● **The tasks**
**A)** Name each item in the parenthesis in the first paragraph of the text on full disclosure.
**B)** Copy the text on full disclosure word for word, from "Help me out" up to and including "in direct contact.".

I recently had a discussion about the concept of full disclosure with one of 
the top security analysts in a well-known analyst firm. Their claim was that 
companies that release exploit code (like us, but this is also relevant for 
bugtraq, full disclosure, and several security research firms) put users at 
risks while those at risk gain nothing from the release of the exploit.

I tried the regular 'full disclosure advocacy' bit, but the analyst remained 
reluctant. Their claim was that based on their own work experience, a 
security administrator does not have a need for the exploit code itself, and 
the vendor information is enough. The analyst was willing to reconsider their 
position if an end-user came forward and talked to them about their own 
benefit of public exploit codes. Quote: " If I speak to an end-user 
organization and they express legitimate needs for exploit code, then I'll 
change my opinion."

Help me out here. Full disclosure is important for me, as I'm sure it is for 
most of the people on these two lists. If you're an end-user organization and 
are willing to talk to this analyst and explain your view (pro-FD, I hope), 
drop me a note and I'll put you in direct contact.

● **Records supplied**
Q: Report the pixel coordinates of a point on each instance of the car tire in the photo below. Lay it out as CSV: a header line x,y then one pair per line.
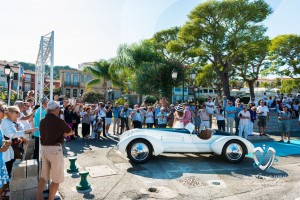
x,y
139,151
234,151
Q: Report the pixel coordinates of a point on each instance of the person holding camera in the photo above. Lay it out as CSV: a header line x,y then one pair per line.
x,y
220,117
108,116
36,122
162,118
124,117
116,112
136,117
245,117
5,144
204,116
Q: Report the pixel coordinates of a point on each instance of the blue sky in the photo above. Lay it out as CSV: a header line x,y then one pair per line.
x,y
88,30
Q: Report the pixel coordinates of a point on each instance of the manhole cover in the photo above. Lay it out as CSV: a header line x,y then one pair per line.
x,y
192,182
97,171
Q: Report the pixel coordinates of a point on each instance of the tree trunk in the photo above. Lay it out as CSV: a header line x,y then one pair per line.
x,y
251,88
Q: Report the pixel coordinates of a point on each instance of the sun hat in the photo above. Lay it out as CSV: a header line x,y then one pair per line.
x,y
52,105
179,108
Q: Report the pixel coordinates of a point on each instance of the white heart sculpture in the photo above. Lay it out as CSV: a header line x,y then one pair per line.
x,y
263,151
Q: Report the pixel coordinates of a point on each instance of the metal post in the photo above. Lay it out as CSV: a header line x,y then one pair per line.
x,y
52,65
183,90
19,77
8,87
9,92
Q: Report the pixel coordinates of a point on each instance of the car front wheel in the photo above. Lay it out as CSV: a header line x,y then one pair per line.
x,y
139,151
234,151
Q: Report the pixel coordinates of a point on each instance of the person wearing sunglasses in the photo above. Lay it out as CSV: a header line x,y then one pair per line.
x,y
9,130
230,114
4,145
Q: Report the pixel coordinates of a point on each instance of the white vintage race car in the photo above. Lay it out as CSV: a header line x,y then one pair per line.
x,y
141,144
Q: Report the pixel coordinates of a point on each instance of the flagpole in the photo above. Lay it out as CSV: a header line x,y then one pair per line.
x,y
19,78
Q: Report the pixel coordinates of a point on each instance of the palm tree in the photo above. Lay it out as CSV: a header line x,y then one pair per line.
x,y
100,72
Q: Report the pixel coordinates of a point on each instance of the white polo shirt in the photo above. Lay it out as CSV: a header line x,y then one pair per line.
x,y
263,109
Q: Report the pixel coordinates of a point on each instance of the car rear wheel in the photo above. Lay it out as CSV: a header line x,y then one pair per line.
x,y
234,151
139,151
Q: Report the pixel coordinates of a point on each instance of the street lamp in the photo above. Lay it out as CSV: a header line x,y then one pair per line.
x,y
174,77
7,71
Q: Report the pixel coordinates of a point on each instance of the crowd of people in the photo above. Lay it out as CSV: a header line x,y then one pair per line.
x,y
63,117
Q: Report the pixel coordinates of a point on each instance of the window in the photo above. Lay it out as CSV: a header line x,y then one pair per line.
x,y
16,76
15,85
75,93
68,93
75,80
27,77
27,87
177,89
88,78
68,79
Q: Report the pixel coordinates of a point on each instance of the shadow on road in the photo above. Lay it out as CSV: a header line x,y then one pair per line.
x,y
173,167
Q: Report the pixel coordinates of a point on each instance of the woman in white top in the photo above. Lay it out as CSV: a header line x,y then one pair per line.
x,y
245,119
5,144
178,115
9,130
149,117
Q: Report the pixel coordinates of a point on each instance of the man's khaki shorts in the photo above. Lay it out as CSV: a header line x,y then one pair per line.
x,y
52,163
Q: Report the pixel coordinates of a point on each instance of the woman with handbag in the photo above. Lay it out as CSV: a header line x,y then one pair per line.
x,y
4,145
68,116
9,130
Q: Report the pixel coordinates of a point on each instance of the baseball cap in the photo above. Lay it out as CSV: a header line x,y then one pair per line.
x,y
52,105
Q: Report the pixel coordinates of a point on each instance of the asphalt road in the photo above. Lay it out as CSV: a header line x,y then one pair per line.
x,y
175,176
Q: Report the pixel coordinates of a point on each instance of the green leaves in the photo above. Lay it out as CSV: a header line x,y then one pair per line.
x,y
285,54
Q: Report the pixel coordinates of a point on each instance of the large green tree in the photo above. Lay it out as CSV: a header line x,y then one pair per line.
x,y
150,70
285,54
219,30
100,73
253,61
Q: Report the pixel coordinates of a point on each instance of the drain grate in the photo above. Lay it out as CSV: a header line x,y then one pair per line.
x,y
192,182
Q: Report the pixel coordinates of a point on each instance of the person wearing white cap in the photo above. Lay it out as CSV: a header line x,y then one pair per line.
x,y
178,115
162,118
52,132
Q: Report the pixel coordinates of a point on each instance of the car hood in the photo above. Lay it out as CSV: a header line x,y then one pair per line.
x,y
157,132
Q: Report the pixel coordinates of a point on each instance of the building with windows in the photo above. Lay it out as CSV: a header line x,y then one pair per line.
x,y
29,82
202,92
73,83
3,79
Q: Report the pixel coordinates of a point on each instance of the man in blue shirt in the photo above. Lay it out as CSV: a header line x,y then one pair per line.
x,y
124,117
36,121
239,108
116,112
230,114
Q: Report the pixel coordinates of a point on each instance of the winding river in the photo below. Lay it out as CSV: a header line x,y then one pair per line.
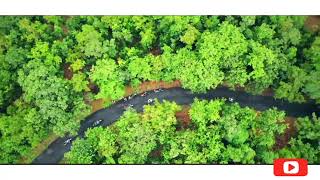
x,y
55,152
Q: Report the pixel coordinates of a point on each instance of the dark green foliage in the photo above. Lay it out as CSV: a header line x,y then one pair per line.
x,y
219,133
203,52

● **Complete answers**
**A)** us; bugtraq; full disclosure; several security research firms

**B)**
Help me out here. Full disclosure is important for me, as I'm sure it is for 
most of the people on these two lists. If you're an end-user organization and 
are willing to talk to this analyst and explain your view (pro-FD, I hope), 
drop me a note and I'll put you in direct contact.